- _DESCRIPTION OF THE TASK_:
Count the lines in the entries below that contain the word "pole". Reply with the number alone.

- _INPUT DATA_:
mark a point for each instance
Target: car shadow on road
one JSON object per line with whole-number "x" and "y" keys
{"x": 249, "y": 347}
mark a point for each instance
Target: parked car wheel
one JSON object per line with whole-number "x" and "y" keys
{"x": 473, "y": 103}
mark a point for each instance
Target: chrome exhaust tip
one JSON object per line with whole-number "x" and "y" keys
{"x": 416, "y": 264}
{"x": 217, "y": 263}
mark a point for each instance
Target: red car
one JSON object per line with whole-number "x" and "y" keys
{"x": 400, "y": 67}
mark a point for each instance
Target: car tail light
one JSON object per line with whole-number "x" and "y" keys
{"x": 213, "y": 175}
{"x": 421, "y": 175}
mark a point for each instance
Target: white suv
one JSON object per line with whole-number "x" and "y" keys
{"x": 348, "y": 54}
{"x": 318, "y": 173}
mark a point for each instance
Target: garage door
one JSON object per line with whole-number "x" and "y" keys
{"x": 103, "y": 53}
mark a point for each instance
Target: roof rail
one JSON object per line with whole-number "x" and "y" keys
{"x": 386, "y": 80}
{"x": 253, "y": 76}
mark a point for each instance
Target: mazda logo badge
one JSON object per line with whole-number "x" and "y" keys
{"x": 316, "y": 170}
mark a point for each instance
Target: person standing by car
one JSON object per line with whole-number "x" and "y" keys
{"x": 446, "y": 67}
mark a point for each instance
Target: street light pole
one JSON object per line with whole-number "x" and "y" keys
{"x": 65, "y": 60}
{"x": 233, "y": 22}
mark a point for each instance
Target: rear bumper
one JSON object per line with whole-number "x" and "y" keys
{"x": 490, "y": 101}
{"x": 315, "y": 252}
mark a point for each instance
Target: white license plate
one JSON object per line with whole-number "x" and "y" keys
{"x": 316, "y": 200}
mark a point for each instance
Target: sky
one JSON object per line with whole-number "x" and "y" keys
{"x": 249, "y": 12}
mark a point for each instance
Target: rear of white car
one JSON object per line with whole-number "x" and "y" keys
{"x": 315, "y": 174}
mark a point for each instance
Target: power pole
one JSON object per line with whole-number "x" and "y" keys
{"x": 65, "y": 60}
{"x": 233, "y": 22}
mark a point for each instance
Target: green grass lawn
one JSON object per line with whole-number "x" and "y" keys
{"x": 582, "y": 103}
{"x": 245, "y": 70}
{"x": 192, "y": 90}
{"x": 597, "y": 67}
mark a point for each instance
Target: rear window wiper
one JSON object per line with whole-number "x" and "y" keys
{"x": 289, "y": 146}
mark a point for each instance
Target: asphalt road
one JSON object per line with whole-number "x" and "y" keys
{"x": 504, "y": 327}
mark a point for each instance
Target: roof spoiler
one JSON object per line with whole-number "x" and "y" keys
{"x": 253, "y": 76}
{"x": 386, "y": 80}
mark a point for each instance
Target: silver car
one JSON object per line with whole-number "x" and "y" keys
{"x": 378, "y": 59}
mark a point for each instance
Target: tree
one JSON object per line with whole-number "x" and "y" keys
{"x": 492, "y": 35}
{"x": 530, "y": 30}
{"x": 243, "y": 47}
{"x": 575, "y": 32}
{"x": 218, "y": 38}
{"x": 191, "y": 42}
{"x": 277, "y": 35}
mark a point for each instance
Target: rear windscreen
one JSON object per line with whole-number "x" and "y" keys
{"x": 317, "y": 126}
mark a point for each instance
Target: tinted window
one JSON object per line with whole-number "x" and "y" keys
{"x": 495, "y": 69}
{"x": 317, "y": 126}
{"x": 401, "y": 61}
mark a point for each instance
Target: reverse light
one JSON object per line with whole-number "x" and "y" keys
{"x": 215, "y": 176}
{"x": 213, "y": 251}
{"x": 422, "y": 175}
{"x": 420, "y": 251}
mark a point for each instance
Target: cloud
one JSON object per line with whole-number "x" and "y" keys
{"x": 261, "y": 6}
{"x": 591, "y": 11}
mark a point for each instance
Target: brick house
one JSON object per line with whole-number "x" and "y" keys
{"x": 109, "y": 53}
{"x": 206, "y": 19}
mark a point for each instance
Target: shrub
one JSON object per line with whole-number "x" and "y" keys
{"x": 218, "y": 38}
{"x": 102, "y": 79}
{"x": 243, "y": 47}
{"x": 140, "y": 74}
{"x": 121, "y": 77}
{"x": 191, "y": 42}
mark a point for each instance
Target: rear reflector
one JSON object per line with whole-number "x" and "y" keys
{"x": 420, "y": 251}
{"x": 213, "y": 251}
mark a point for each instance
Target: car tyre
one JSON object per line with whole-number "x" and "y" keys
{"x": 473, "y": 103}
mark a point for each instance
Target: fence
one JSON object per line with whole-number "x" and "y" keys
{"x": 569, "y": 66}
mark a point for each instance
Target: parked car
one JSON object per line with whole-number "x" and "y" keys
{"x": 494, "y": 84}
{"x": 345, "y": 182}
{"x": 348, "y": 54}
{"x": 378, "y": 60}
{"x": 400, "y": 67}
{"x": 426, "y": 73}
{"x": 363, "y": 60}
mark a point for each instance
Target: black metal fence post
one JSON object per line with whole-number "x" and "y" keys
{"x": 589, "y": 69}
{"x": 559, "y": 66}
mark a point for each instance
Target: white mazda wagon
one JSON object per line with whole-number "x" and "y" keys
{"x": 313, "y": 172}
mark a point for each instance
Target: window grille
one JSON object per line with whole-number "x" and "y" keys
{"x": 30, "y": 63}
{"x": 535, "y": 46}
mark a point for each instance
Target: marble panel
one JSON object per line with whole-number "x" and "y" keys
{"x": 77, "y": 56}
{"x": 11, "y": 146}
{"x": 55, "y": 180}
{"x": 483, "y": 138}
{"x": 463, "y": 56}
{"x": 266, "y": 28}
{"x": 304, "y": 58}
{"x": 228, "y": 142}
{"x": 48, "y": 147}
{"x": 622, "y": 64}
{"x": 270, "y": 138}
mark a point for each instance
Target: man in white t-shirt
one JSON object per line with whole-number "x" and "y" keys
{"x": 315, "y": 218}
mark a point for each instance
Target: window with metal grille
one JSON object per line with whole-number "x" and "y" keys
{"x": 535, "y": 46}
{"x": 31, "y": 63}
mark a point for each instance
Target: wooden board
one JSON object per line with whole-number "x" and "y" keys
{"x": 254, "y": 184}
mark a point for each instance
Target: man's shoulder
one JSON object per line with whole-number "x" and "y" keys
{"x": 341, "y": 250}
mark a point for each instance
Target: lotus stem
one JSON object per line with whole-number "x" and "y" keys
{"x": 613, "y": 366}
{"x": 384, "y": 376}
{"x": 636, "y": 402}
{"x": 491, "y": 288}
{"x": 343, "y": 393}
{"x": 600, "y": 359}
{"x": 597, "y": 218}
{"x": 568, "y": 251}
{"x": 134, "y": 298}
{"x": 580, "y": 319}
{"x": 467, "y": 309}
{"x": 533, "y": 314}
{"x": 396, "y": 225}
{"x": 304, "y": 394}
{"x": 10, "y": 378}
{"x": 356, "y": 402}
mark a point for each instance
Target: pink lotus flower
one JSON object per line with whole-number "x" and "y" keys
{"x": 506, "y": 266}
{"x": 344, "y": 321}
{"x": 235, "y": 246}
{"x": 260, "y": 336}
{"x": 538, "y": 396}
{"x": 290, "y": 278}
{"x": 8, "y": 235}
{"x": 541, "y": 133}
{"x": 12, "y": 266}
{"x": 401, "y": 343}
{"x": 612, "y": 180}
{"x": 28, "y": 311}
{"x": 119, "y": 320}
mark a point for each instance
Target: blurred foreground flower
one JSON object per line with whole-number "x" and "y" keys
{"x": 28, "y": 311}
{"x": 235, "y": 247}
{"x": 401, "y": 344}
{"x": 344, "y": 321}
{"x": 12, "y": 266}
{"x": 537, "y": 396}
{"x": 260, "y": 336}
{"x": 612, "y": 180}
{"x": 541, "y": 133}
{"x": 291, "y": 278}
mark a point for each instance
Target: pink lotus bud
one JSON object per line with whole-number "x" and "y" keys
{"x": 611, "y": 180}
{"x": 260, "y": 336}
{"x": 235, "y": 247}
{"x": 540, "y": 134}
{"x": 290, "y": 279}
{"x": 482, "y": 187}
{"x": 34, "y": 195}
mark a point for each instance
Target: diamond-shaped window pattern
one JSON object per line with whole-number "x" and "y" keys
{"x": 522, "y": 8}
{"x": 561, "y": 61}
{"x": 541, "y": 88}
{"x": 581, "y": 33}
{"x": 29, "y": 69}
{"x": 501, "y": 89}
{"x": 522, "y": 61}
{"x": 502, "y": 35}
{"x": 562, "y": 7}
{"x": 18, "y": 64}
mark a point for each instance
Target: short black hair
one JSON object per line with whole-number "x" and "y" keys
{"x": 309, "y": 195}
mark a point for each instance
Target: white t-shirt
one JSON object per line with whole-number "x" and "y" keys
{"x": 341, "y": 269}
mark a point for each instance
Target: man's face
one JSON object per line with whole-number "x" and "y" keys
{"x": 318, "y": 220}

- _TASK RESULT_:
2